> **Exercise passage**
'''

Biography
for Robert Jeansoulin, Attaché for science & technology
(IT), Embassy of France, Washington, DC (since July 2008).
Robert Jeansoulin, is a senior scientist (Directeur de recherche) in the computer science sector at CNRS. Before Washington DC, his last position was at Université Paris-Est (Marne-la-Vallée), teaching Data Bases, and pursuing research in Artificial Intelligence.
His particular topic is uncertainty. He investigates this topic as it applies to reasoning with space and time information, or “geomatics” (e.g.: geographic information for land cover change, urban and social behavior).
He received a Bachelor in Mathematics at Université de Provence, Marseille (FR), 1970. He completed a Master’s degree in computer science at Université Paul Sabatier, Toulouse (FR) in 1976, then a Docteur-Ingénieur degree at Institut Polytechnique de Toulouse, before completing a PhD in image processing at Université Paul Sabatier, in 1981. He is also Engineer in Computer Science, from the ENSEEIHT.
Prior to joining Marne-la-Vallée, Jeansoulin served as CNRS junior scientist in Toulouse, including one year on leave at the Medical Imaging Science Group of USC in Los Angeles, with grants from CNES and INRIA. Then he spent several years between INRIA, at Rocquencourt, and Université de Paris Sud, Orsay, where he served as Associate Professor.

'''

> **Task requirements**
Transcribe the Robert Jeansoulin biography word for word, everything from "He received a" down to "from the ENSEEIHT.". The rows that follow are drawn from a different source than the biography.

> **Given information**
'''

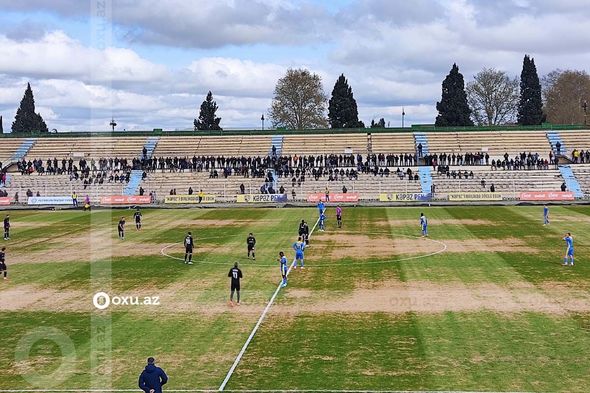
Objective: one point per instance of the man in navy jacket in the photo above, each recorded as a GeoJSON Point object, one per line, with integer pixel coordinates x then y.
{"type": "Point", "coordinates": [152, 378]}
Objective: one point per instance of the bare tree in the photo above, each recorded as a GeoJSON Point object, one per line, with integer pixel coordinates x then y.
{"type": "Point", "coordinates": [493, 97]}
{"type": "Point", "coordinates": [299, 101]}
{"type": "Point", "coordinates": [566, 95]}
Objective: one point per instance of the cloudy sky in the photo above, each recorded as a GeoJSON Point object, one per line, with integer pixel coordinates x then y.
{"type": "Point", "coordinates": [150, 63]}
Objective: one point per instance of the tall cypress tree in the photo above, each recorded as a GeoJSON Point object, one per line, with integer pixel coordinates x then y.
{"type": "Point", "coordinates": [26, 120]}
{"type": "Point", "coordinates": [453, 109]}
{"type": "Point", "coordinates": [342, 109]}
{"type": "Point", "coordinates": [207, 119]}
{"type": "Point", "coordinates": [530, 106]}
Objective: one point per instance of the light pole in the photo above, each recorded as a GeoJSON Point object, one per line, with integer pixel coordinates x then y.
{"type": "Point", "coordinates": [403, 116]}
{"type": "Point", "coordinates": [113, 124]}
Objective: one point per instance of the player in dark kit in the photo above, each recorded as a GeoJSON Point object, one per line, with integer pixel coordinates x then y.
{"type": "Point", "coordinates": [137, 216]}
{"type": "Point", "coordinates": [7, 227]}
{"type": "Point", "coordinates": [3, 269]}
{"type": "Point", "coordinates": [304, 231]}
{"type": "Point", "coordinates": [189, 244]}
{"type": "Point", "coordinates": [235, 274]}
{"type": "Point", "coordinates": [121, 228]}
{"type": "Point", "coordinates": [251, 242]}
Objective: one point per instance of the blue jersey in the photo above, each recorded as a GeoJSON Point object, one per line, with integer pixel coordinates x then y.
{"type": "Point", "coordinates": [423, 221]}
{"type": "Point", "coordinates": [299, 247]}
{"type": "Point", "coordinates": [321, 207]}
{"type": "Point", "coordinates": [570, 242]}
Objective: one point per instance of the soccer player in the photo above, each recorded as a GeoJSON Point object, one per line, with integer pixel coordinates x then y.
{"type": "Point", "coordinates": [121, 228]}
{"type": "Point", "coordinates": [7, 227]}
{"type": "Point", "coordinates": [235, 274]}
{"type": "Point", "coordinates": [3, 269]}
{"type": "Point", "coordinates": [304, 231]}
{"type": "Point", "coordinates": [424, 225]}
{"type": "Point", "coordinates": [251, 242]}
{"type": "Point", "coordinates": [339, 216]}
{"type": "Point", "coordinates": [545, 215]}
{"type": "Point", "coordinates": [569, 251]}
{"type": "Point", "coordinates": [283, 261]}
{"type": "Point", "coordinates": [298, 246]}
{"type": "Point", "coordinates": [188, 248]}
{"type": "Point", "coordinates": [137, 216]}
{"type": "Point", "coordinates": [321, 206]}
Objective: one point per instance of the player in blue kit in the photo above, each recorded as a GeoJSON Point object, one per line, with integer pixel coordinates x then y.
{"type": "Point", "coordinates": [545, 215]}
{"type": "Point", "coordinates": [283, 261]}
{"type": "Point", "coordinates": [298, 246]}
{"type": "Point", "coordinates": [569, 251]}
{"type": "Point", "coordinates": [424, 225]}
{"type": "Point", "coordinates": [321, 207]}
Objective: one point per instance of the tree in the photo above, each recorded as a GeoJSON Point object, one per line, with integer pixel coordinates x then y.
{"type": "Point", "coordinates": [299, 101]}
{"type": "Point", "coordinates": [379, 124]}
{"type": "Point", "coordinates": [492, 97]}
{"type": "Point", "coordinates": [530, 106]}
{"type": "Point", "coordinates": [565, 97]}
{"type": "Point", "coordinates": [342, 109]}
{"type": "Point", "coordinates": [207, 119]}
{"type": "Point", "coordinates": [452, 108]}
{"type": "Point", "coordinates": [26, 120]}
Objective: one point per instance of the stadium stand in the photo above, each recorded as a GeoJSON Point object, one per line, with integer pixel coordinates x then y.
{"type": "Point", "coordinates": [384, 145]}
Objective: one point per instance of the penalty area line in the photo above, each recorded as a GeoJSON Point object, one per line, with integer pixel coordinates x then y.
{"type": "Point", "coordinates": [257, 326]}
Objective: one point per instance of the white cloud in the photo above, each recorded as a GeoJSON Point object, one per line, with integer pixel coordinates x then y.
{"type": "Point", "coordinates": [56, 55]}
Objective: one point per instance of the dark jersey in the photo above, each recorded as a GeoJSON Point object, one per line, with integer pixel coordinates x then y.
{"type": "Point", "coordinates": [251, 241]}
{"type": "Point", "coordinates": [235, 274]}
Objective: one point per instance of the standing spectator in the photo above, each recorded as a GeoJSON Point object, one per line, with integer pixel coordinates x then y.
{"type": "Point", "coordinates": [152, 378]}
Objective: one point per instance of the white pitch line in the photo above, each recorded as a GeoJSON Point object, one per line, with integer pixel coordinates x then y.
{"type": "Point", "coordinates": [439, 251]}
{"type": "Point", "coordinates": [240, 391]}
{"type": "Point", "coordinates": [262, 316]}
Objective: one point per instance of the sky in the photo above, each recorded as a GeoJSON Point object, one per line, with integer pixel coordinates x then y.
{"type": "Point", "coordinates": [150, 63]}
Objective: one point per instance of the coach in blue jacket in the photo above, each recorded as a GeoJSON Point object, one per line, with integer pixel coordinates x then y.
{"type": "Point", "coordinates": [152, 378]}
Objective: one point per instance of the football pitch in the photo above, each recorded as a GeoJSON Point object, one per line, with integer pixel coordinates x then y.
{"type": "Point", "coordinates": [482, 304]}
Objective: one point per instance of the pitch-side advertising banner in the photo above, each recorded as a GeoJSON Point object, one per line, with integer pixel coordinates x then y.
{"type": "Point", "coordinates": [547, 196]}
{"type": "Point", "coordinates": [400, 197]}
{"type": "Point", "coordinates": [125, 200]}
{"type": "Point", "coordinates": [49, 201]}
{"type": "Point", "coordinates": [338, 197]}
{"type": "Point", "coordinates": [256, 198]}
{"type": "Point", "coordinates": [475, 196]}
{"type": "Point", "coordinates": [189, 199]}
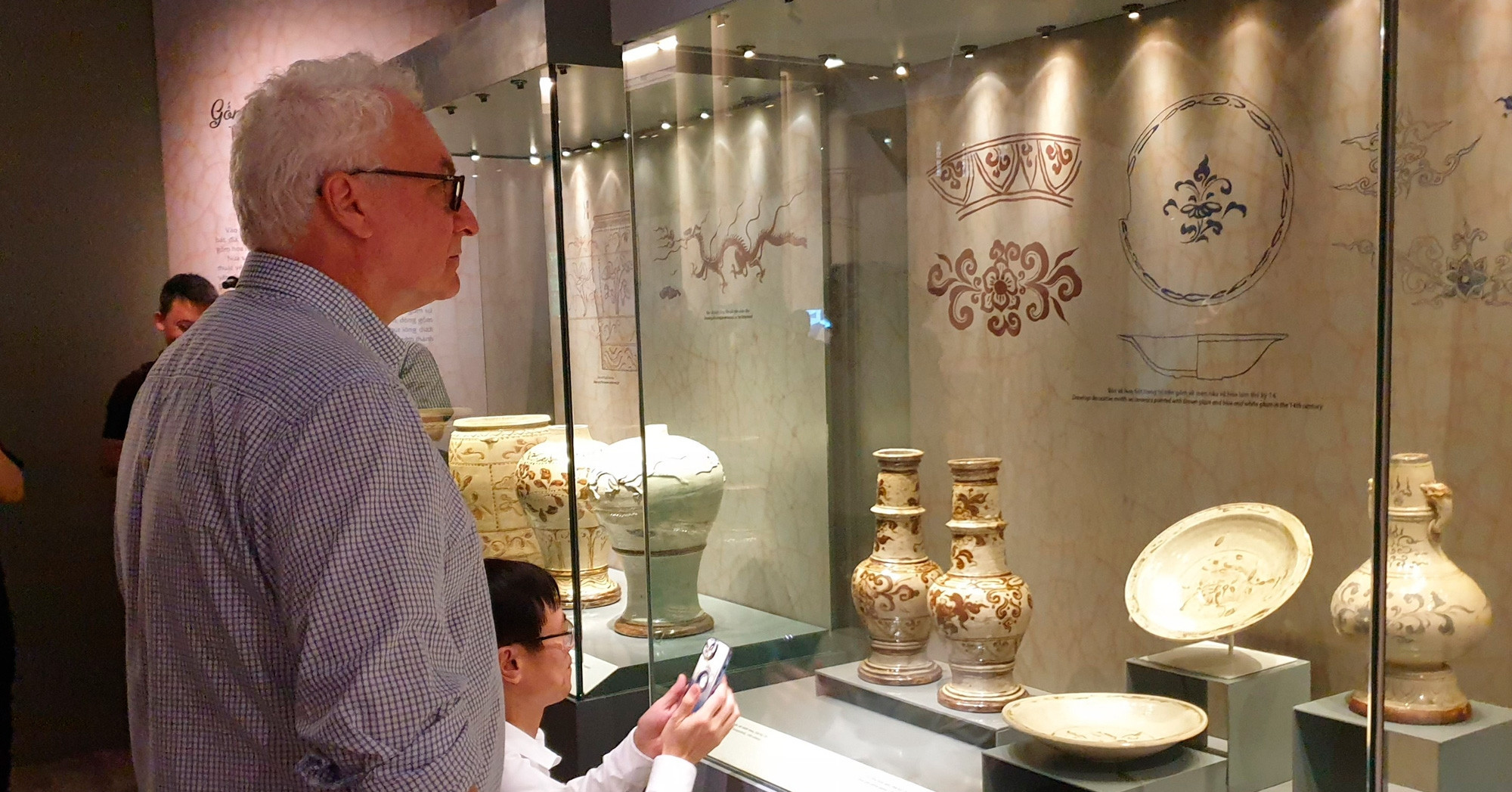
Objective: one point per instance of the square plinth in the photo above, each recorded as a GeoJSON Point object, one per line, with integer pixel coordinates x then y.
{"type": "Point", "coordinates": [1248, 697]}
{"type": "Point", "coordinates": [1470, 756]}
{"type": "Point", "coordinates": [916, 705]}
{"type": "Point", "coordinates": [1030, 767]}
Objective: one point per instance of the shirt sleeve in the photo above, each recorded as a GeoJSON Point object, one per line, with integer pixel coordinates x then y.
{"type": "Point", "coordinates": [362, 545]}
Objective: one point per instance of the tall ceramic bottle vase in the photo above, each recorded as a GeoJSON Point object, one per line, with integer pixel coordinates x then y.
{"type": "Point", "coordinates": [542, 487]}
{"type": "Point", "coordinates": [891, 587]}
{"type": "Point", "coordinates": [1436, 613]}
{"type": "Point", "coordinates": [660, 525]}
{"type": "Point", "coordinates": [483, 455]}
{"type": "Point", "coordinates": [979, 605]}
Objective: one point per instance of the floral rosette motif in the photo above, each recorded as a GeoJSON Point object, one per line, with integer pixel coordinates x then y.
{"type": "Point", "coordinates": [1021, 283]}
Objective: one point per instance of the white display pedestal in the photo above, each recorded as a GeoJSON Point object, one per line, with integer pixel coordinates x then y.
{"type": "Point", "coordinates": [1248, 696]}
{"type": "Point", "coordinates": [1030, 767]}
{"type": "Point", "coordinates": [1472, 756]}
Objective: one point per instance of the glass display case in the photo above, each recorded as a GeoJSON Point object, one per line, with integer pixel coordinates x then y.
{"type": "Point", "coordinates": [1047, 353]}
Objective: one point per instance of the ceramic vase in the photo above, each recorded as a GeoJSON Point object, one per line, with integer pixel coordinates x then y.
{"type": "Point", "coordinates": [891, 587]}
{"type": "Point", "coordinates": [483, 455]}
{"type": "Point", "coordinates": [1436, 613]}
{"type": "Point", "coordinates": [542, 489]}
{"type": "Point", "coordinates": [658, 525]}
{"type": "Point", "coordinates": [981, 607]}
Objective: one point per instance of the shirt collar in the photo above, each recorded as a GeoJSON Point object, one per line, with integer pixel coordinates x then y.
{"type": "Point", "coordinates": [531, 749]}
{"type": "Point", "coordinates": [333, 300]}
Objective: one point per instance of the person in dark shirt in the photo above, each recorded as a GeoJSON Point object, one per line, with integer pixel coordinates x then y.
{"type": "Point", "coordinates": [181, 304]}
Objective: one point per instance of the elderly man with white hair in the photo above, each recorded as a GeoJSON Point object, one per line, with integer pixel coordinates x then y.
{"type": "Point", "coordinates": [305, 592]}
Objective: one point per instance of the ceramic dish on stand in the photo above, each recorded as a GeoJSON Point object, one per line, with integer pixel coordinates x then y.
{"type": "Point", "coordinates": [1106, 726]}
{"type": "Point", "coordinates": [1218, 572]}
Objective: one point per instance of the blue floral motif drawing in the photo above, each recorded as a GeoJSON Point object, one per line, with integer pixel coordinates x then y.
{"type": "Point", "coordinates": [1458, 275]}
{"type": "Point", "coordinates": [1203, 203]}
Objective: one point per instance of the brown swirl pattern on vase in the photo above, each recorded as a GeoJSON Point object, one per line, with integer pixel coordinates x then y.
{"type": "Point", "coordinates": [891, 584]}
{"type": "Point", "coordinates": [981, 607]}
{"type": "Point", "coordinates": [483, 458]}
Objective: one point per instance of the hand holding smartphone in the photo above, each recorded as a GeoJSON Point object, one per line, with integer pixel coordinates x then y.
{"type": "Point", "coordinates": [710, 670]}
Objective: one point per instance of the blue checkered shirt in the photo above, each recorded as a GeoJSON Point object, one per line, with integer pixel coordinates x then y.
{"type": "Point", "coordinates": [305, 593]}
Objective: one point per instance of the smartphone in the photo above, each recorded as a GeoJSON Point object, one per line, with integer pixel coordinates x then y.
{"type": "Point", "coordinates": [710, 672]}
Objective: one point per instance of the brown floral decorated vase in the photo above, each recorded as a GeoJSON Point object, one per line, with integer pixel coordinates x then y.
{"type": "Point", "coordinates": [981, 607]}
{"type": "Point", "coordinates": [483, 455]}
{"type": "Point", "coordinates": [891, 585]}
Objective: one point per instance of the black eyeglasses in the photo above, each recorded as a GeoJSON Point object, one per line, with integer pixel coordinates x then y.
{"type": "Point", "coordinates": [571, 640]}
{"type": "Point", "coordinates": [456, 180]}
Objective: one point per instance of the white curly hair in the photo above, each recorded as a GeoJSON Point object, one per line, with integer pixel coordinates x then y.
{"type": "Point", "coordinates": [312, 120]}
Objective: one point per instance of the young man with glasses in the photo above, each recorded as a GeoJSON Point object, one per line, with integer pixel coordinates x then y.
{"type": "Point", "coordinates": [536, 643]}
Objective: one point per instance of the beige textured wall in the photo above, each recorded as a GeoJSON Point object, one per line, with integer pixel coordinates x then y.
{"type": "Point", "coordinates": [1086, 484]}
{"type": "Point", "coordinates": [212, 53]}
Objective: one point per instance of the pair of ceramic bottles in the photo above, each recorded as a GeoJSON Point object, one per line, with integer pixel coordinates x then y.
{"type": "Point", "coordinates": [979, 605]}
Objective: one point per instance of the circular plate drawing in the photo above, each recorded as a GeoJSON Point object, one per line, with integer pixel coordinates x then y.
{"type": "Point", "coordinates": [1106, 726]}
{"type": "Point", "coordinates": [1210, 198]}
{"type": "Point", "coordinates": [1218, 572]}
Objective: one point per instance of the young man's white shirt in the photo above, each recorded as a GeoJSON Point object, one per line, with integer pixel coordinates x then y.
{"type": "Point", "coordinates": [528, 764]}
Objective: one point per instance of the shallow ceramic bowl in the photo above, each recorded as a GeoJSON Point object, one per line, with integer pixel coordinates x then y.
{"type": "Point", "coordinates": [1218, 572]}
{"type": "Point", "coordinates": [1106, 726]}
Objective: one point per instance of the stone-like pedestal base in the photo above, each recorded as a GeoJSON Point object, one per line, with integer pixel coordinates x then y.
{"type": "Point", "coordinates": [1248, 697]}
{"type": "Point", "coordinates": [1470, 756]}
{"type": "Point", "coordinates": [1030, 767]}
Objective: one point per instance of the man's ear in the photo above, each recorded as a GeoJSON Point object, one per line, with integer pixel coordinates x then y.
{"type": "Point", "coordinates": [344, 200]}
{"type": "Point", "coordinates": [510, 664]}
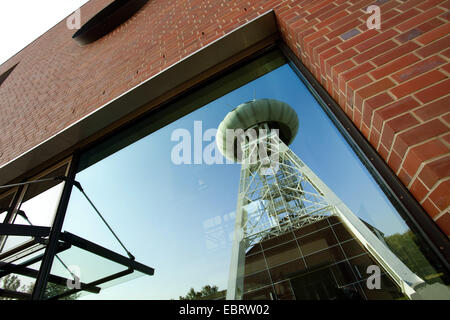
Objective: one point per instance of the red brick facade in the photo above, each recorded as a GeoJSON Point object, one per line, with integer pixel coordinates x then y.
{"type": "Point", "coordinates": [393, 83]}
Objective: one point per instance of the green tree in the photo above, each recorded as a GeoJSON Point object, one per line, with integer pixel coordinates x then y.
{"type": "Point", "coordinates": [205, 292]}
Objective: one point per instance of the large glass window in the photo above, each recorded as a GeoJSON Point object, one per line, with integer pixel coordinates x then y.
{"type": "Point", "coordinates": [36, 206]}
{"type": "Point", "coordinates": [172, 197]}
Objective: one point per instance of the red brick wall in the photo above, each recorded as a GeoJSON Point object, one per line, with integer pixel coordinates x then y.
{"type": "Point", "coordinates": [393, 83]}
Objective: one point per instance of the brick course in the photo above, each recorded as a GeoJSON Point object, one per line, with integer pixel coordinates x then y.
{"type": "Point", "coordinates": [393, 83]}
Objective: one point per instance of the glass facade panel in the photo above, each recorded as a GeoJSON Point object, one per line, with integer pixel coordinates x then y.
{"type": "Point", "coordinates": [164, 186]}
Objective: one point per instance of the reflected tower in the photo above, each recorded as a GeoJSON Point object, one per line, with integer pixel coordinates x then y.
{"type": "Point", "coordinates": [279, 194]}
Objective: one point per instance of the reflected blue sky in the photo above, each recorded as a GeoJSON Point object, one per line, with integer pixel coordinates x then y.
{"type": "Point", "coordinates": [178, 219]}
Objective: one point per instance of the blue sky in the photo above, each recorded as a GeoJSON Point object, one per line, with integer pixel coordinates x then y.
{"type": "Point", "coordinates": [178, 219]}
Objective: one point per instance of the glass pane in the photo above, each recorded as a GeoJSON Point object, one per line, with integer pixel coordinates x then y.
{"type": "Point", "coordinates": [39, 204]}
{"type": "Point", "coordinates": [170, 195]}
{"type": "Point", "coordinates": [5, 202]}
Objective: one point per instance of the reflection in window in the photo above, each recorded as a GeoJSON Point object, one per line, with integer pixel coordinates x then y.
{"type": "Point", "coordinates": [180, 218]}
{"type": "Point", "coordinates": [37, 207]}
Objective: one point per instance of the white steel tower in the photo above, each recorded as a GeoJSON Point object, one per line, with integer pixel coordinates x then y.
{"type": "Point", "coordinates": [278, 192]}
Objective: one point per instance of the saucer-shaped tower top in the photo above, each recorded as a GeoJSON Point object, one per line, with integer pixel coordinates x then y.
{"type": "Point", "coordinates": [276, 114]}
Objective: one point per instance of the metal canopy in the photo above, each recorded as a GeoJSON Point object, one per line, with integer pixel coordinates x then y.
{"type": "Point", "coordinates": [18, 260]}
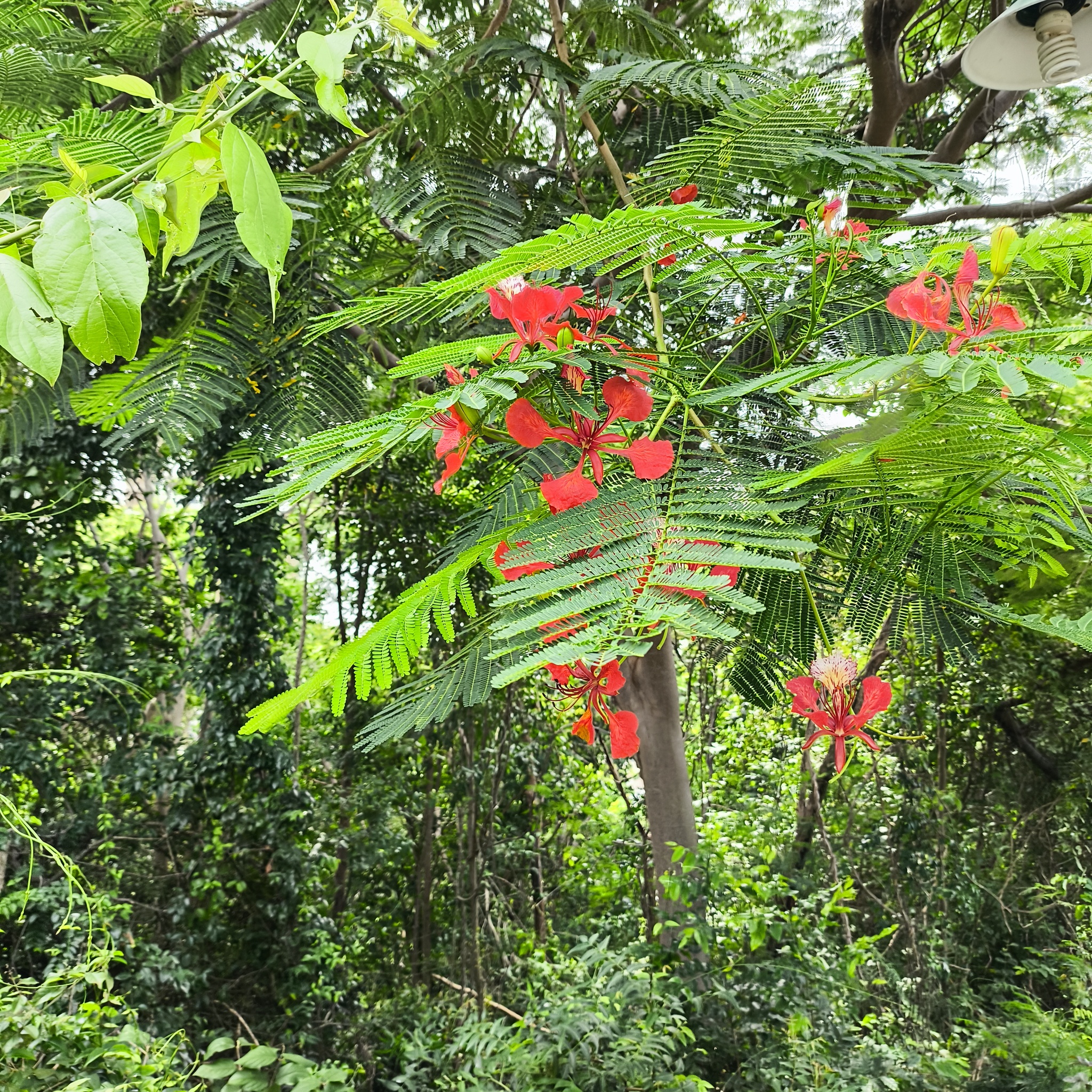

'''

> **Task output**
He received a Bachelor in Mathematics at Université de Provence, Marseille (FR), 1970. He completed a Master’s degree in computer science at Université Paul Sabatier, Toulouse (FR) in 1976, then a Docteur-Ingénieur degree at Institut Polytechnique de Toulouse, before completing a PhD in image processing at Université Paul Sabatier, in 1981. He is also Engineer in Computer Science, from the ENSEEIHT.